* _Your goal_
Render as a JSON list of strings every line of the listing below, from the line containing "Expected behaviour: the pointer locates the horizontal" through the last line, both included. Use one string per line and omit blank lines.

* _Material for the task_
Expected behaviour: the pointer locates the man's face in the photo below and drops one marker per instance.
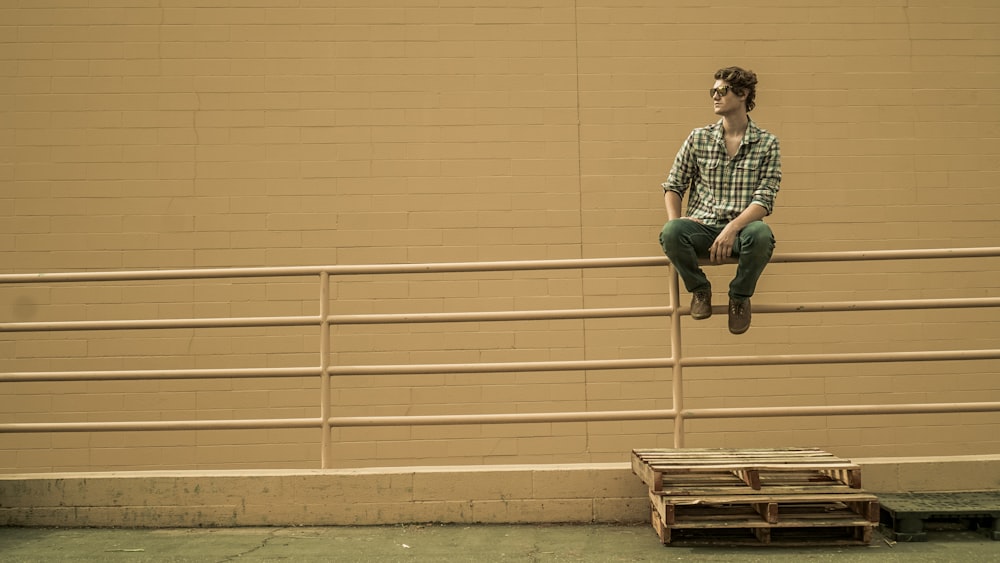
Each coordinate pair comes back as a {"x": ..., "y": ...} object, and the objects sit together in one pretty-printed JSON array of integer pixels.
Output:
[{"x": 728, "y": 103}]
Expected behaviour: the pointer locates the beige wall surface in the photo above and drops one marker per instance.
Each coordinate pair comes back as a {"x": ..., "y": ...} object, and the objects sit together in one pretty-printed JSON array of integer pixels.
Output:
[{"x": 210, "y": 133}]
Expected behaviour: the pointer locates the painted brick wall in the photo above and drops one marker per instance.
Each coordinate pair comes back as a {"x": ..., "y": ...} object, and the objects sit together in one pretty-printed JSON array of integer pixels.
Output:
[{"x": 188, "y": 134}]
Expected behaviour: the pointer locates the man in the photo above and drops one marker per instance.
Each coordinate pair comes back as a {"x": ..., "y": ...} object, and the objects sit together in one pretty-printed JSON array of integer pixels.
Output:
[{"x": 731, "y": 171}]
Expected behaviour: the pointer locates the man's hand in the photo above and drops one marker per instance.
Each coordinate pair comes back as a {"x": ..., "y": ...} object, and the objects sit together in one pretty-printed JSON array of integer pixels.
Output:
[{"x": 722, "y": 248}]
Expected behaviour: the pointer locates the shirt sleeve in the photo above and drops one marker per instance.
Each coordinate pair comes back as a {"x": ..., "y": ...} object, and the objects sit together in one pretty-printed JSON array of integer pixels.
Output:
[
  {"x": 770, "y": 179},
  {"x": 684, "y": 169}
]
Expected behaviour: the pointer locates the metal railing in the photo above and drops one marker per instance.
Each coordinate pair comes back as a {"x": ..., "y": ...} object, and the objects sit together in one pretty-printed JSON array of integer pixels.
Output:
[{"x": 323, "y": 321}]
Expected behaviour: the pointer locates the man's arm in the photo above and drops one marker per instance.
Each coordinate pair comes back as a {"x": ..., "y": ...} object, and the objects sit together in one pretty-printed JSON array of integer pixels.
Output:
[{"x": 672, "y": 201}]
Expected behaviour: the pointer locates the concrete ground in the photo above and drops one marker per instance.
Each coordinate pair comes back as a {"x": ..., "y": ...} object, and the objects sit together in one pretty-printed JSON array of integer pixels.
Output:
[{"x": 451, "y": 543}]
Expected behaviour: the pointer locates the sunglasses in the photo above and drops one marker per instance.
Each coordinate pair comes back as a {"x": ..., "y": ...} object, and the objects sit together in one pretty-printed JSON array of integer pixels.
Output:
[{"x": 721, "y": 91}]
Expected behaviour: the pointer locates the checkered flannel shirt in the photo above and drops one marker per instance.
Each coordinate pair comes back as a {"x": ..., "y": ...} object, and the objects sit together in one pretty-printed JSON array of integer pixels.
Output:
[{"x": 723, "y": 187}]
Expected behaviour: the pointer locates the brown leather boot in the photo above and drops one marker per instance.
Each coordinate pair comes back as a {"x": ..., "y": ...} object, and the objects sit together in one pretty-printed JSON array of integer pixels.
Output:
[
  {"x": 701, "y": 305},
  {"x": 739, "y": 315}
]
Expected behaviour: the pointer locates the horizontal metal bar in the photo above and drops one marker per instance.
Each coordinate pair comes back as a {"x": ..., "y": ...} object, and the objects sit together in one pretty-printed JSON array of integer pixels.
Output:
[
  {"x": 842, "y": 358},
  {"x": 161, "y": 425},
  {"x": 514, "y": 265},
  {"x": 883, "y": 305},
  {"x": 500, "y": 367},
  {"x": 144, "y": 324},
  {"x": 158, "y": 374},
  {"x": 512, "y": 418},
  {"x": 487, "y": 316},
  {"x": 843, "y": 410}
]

* _Output of the exercise_
[
  "Expected behaviour: the pointer locates the horizontal metal bar in the photo above and drops one marker per instance.",
  "Each coordinate pair comes back as a {\"x\": ..., \"y\": ...} object, and the objects sit together in one pretty-printed JSON array of integer pixels.",
  "Output:",
  "[",
  "  {\"x\": 842, \"y\": 358},",
  "  {\"x\": 161, \"y\": 425},",
  "  {\"x\": 514, \"y\": 265},",
  "  {\"x\": 883, \"y\": 305},",
  "  {\"x\": 500, \"y\": 367},",
  "  {\"x\": 144, \"y\": 324},",
  "  {\"x\": 158, \"y\": 374},",
  "  {\"x\": 512, \"y\": 418},",
  "  {\"x\": 487, \"y\": 316},",
  "  {\"x\": 843, \"y\": 410}",
  "]"
]